- [Source]
▼
# Question About Userbenchmark



## brandon7171 (Jun 18, 2021)

I just got a new monitor i went from 1600x900 to a 1920x1080p, i have been using userbenchmark for over a yeah when i got this new monitor i have a new setting and its called Skill Bench, how can i turn that setting off if i can, i got this new monitor and my score on my vid car is now 106, and it use to be 109. I may have posted in wrong thread if so please move it, Thanks


----------



## toilet pepper (Jun 18, 2021)

The answer is not to use Userbenchmark and use something other benchmark tools.


----------



## brandon7171 (Jun 18, 2021)

toilet pepper said:


> The answer is not to use Userbenchmark and use something other benchmark tools.


I am not sure what other benchmark is out there. What should i use?


----------



## Dr. Dro (Jun 18, 2021)
▲
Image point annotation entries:
▼
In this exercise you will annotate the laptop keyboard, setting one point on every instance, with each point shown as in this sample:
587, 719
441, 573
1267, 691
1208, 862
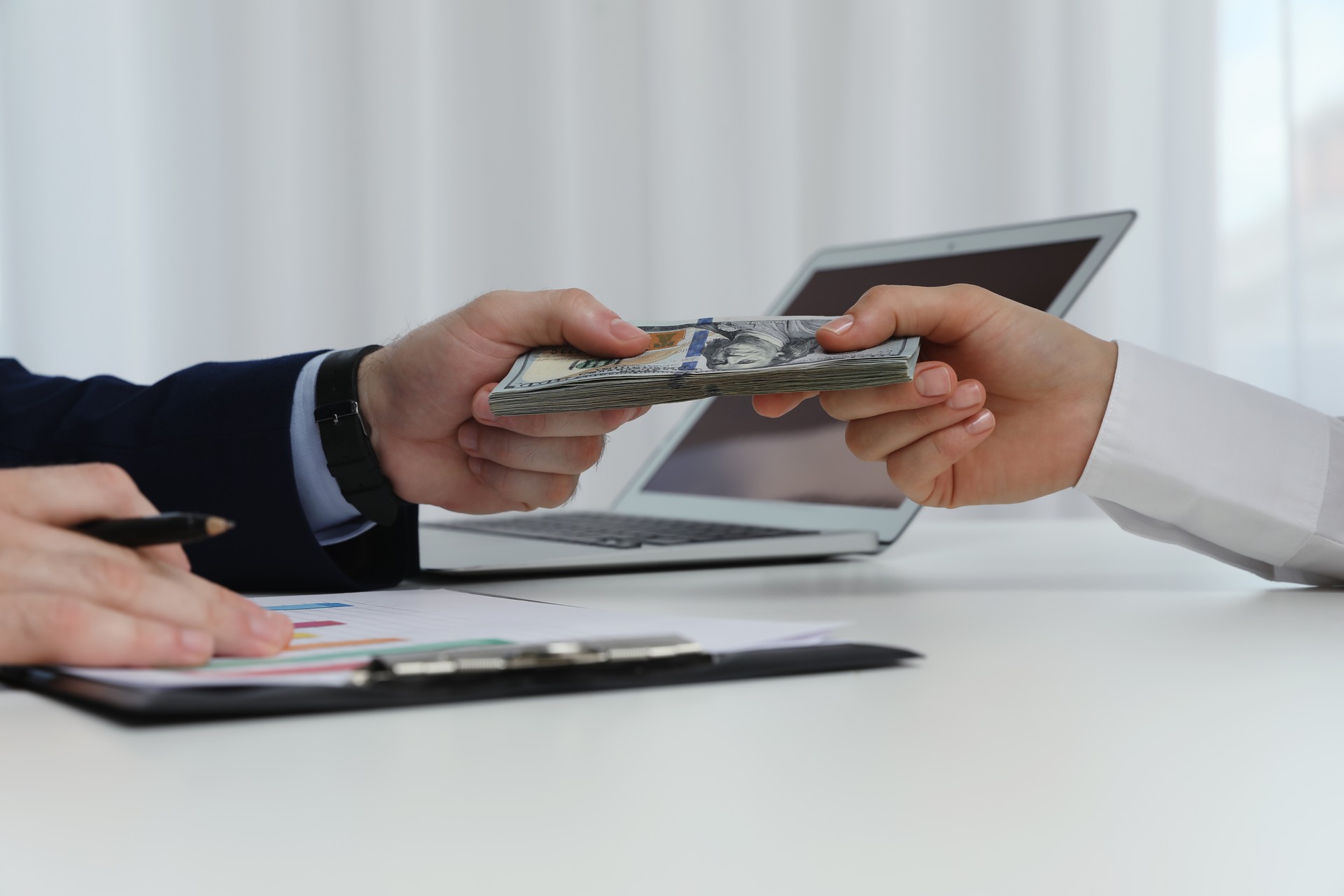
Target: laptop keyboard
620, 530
▲
- [Aim of the exercise] Quote the entire forum thread about Userbenchmark above, word for word, leaving out the entries.

- [Correct result]
# Question About Userbenchmark



## brandon7171 (Jun 18, 2021)

I just got a new monitor i went from 1600x900 to a 1920x1080p, i have been using userbenchmark for over a yeah when i got this new monitor i have a new setting and its called Skill Bench, how can i turn that setting off if i can, i got this new monitor and my score on my vid car is now 106, and it use to be 109. I may have posted in wrong thread if so please move it, Thanks


----------



## toilet pepper (Jun 18, 2021)

The answer is not to use Userbenchmark and use something other benchmark tools.


----------



## brandon7171 (Jun 18, 2021)

toilet pepper said:


> The answer is not to use Userbenchmark and use something other benchmark tools.


I am not sure what other benchmark is out there. What should i use?


----------



## Dr. Dro (Jun 18, 2021)